Tarefa solicitada a:
Você pode duplicar, sem nenhuma alteração, as linhas de dados desde a primeira até a linha que contém "M286 189L287 32L270 32L2 97L0 190Z", inclusive?

Trecho:
○ ○ ○ ○ ○

Para superar a fragmentação da governança para o desenvolvimento sustentável e garantir a coerência de políticas, é primordial reorganizar e reconfigurar as estruturas institucionais que englobam todos os aspectos do ciclo de políticas: definição da agenda, análise e formulação de políticas, tomada de decisão, implementação e avaliação.

Rumo ao Conselho do Desenvolvimento Sustentável. Adotar o desenvolvimento sustentável como um conceito abrangente requer uma instituição de ponta que congregue todas as outras noções de desenvolvimento e que consiga instilar na agenda de todos os organismos ambientais e de desenvolvimento a essência dos direitos e da sustentabilidade.

A configuração institucional do desenvolvimento sustentável deve guiar o trabalho de instituições globais na integração da tomada de decisões, ações, implementação e revisão de políticas. Não pode ser deixada a cargo do ECOSOC (Conselho Econômico e Social). Muitos recomendaram um Conselho de Desenvolvimento Sustentável se reportando diretamente à Assembléia Geral nos moldes do Conselho dos Direitos Humanos. Esse Conselho teria uma remissão que se estenderia a todos os três pilares do desenvolvimento sustentável - o ambiental, o econômico e o social.

○ ○ ○ ○ ○

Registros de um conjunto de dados
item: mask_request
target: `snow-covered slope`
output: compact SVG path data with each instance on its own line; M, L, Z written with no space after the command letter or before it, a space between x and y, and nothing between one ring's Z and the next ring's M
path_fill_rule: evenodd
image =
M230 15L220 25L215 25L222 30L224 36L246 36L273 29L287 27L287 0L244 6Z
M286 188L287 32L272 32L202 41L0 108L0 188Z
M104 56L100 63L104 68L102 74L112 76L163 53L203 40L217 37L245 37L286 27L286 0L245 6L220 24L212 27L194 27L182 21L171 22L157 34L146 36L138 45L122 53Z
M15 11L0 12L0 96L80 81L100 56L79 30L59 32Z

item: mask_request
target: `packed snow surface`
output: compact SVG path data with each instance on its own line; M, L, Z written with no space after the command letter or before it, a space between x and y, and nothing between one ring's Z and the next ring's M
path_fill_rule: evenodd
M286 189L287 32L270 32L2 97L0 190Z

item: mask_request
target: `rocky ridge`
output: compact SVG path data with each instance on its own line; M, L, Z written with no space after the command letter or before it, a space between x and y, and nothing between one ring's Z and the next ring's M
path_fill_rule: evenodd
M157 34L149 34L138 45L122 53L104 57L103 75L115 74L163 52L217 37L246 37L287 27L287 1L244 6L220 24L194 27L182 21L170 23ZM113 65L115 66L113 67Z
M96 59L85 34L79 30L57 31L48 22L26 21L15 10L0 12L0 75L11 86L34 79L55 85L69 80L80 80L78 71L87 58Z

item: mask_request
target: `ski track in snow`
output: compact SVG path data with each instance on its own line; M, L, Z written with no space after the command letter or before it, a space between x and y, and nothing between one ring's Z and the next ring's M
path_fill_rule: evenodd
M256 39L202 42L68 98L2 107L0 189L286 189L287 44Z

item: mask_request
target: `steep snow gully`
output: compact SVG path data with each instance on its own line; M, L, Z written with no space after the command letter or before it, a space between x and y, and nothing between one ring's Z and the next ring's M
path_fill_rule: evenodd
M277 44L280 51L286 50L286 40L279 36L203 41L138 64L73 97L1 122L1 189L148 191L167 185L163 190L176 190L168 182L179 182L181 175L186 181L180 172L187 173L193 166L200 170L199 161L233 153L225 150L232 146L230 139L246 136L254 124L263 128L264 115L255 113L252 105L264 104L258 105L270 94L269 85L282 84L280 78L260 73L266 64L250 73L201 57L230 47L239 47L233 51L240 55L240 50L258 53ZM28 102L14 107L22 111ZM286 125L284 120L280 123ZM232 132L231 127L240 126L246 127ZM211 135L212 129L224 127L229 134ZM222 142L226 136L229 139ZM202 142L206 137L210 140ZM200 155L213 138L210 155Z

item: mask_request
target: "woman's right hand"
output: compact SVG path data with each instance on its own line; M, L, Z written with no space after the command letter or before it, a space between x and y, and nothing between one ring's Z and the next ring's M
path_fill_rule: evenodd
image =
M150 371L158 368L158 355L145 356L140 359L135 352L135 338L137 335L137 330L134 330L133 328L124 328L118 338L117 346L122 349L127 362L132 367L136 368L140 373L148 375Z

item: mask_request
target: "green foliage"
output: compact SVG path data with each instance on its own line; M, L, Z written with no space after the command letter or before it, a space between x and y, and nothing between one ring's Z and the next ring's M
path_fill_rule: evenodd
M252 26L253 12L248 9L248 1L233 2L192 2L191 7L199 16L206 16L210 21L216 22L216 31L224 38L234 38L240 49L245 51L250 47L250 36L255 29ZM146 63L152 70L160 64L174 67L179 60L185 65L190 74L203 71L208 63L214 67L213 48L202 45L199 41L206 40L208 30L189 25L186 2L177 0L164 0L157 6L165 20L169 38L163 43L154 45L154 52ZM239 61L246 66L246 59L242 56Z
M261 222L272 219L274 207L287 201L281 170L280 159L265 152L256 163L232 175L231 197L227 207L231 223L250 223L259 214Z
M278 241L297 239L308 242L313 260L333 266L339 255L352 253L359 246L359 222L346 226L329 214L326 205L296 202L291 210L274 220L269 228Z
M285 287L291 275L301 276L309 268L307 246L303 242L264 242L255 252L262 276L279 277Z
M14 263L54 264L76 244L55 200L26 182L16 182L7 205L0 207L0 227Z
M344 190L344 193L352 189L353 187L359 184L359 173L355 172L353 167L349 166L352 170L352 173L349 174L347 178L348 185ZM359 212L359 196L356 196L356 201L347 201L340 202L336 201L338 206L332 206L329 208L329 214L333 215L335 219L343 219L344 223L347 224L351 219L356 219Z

○ ○ ○ ○ ○

Tarefa solicitada b:
Segundo o trecho, por que é primordial reorganizar e reconfigurar as estruturas institucionais que englobam todos os aspectos do ciclo de políticas?

Resultado final a:
item: mask_request
target: `snow-covered slope`
output: compact SVG path data with each instance on its own line; M, L, Z written with no space after the command letter or before it, a space between x and y, and nothing between one ring's Z and the next ring's M
path_fill_rule: evenodd
image =
M230 15L220 25L215 25L222 30L224 36L246 36L273 29L287 27L287 0L244 6Z
M286 188L287 32L272 32L202 41L0 108L0 188Z
M104 56L100 63L104 68L102 74L112 76L163 53L203 40L217 37L245 37L286 27L286 0L245 6L220 24L212 27L194 27L182 21L171 22L157 34L146 36L138 45L122 53Z
M15 11L0 12L0 96L80 81L100 56L79 30L59 32Z

item: mask_request
target: `packed snow surface`
output: compact SVG path data with each instance on its own line; M, L, Z written with no space after the command letter or before it, a space between x and y, and nothing between one ring's Z and the next ring's M
path_fill_rule: evenodd
M286 189L287 32L270 32L2 97L0 190Z

Resultado final b:
Porque isso é necessário para superar a fragmentação da governança para o desenvolvimento sustentável e garantir a coerência de políticas.